**EXCERPTED PASSAGE**
----
BID® Daily Newsletter
Aug 19, 2022

BID® Daily Newsletter

Aug 19, 2022

Loans as an Employee Benefit Boost DEI Recruiting Efforts

Summary: With one-third of the country unable to secure traditional lending, some employers have begun adding loans for employees with adequate income but low credit scores to their benefit offerings. This allows employees to borrow funds and rebuild credit responsibly, while avoiding fees from siphoning off retirement savings.

Audrey Hepburn may have passed away in 1993, but her popularity endures — so much so that in 2017, nearly a quarter of a century later, two of her possessions from the film “Breakfast at Tiffany’s” sold at a Christie’s auction for close to $2MM. Hepburn’s script from the film was purchased by Tiffany & Co. for just shy of $850K.
The script demonstrates that there really is merit to the old adage, “You can’t judge a book by its cover.” Employers are embracing this phrase when it comes to employees with low credit scores. According to Experian, about 29% of Americans had subprime credit scores (FICO scores between 580 and 669) as of 2021. Having a credit score below 670 makes it difficult or impossible to get traditional loans, and subjects those who do secure loans to borrowing at higher interest rates. Such rates and premiums may make these loans unaffordable for those who need them, further harming their credit score or turning their average score into a subprime one.
----
**DATA EXCERPT**
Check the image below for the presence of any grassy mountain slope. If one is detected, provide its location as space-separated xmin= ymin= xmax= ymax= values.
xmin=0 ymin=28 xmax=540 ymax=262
----
**TASKS**
**A.** List every distinct year that appears in the employee loan article.
**B.** Please print the part of the employee loan article that opens with the words containing "The script demonstrates" and closes with "a subprime one.".
**C.** Carry on the article about loans as an employee benefit from its final sentence.
The material has no connection to the article on employee loans.

**RESPONSES FOR EACH TASK**
**A.** 2022, 1993, 2017, 2021

**B.**
The script demonstrates that there really is merit to the old adage, “You can’t judge a book by its cover.” Employers are embracing this phrase when it comes to employees with low credit scores. According to Experian, about 29% of Americans had subprime credit scores (FICO scores between 580 and 669) as of 2021. Having a credit score below 670 makes it difficult or impossible to get traditional loans, and subjects those who do secure loans to borrowing at higher interest rates. Such rates and premiums may make these loans unaffordable for those who need them, further harming their credit score or turning their average score into a subprime one.

**C.**
The real cost of subprime credit scores. With inflation on the rise and an unstable market economy, those without access to traditional loans are facing tough decisions. These major economic changes are taking a toll on many people’s mental health. Unsurprisingly, someone’s financial stress can also have a negative impact on their performance at work.
Financial stress is felt disproportionately among women and minorities, who, despite some improvements in the pay gap, continue to earn significantly less than their peers. These minorities are disproportionately rejected for loan applications, according to data from Consumer Financial Protection Bureau.
A new employee benefit. In an effort to ease these financial inequities, bolster benefit packages, and improve retention rates, some employers have begun including low-cost loans in their benefits packages. Employers can enlist outside vendors to offer loans to these employees based on factors that showcase their current ability to afford loan payments, regardless of their credit rating.
Determining loan terms and repayment. As opposed to traditional credit score-based loans, an individual’s credit risk and loan amount are determined by their current income and the stability of their employment history. These are typically individuals with full-time jobs who are unable to secure traditional loans. Loan amounts are determined based on what the loan service believes the applicant can afford rather than what they are requesting, to make sure they can make payments. Each provider will have different loan amount limits, terms, and rates, but these loans are designed to have lower interest rates than traditional loans and be easier to pay off.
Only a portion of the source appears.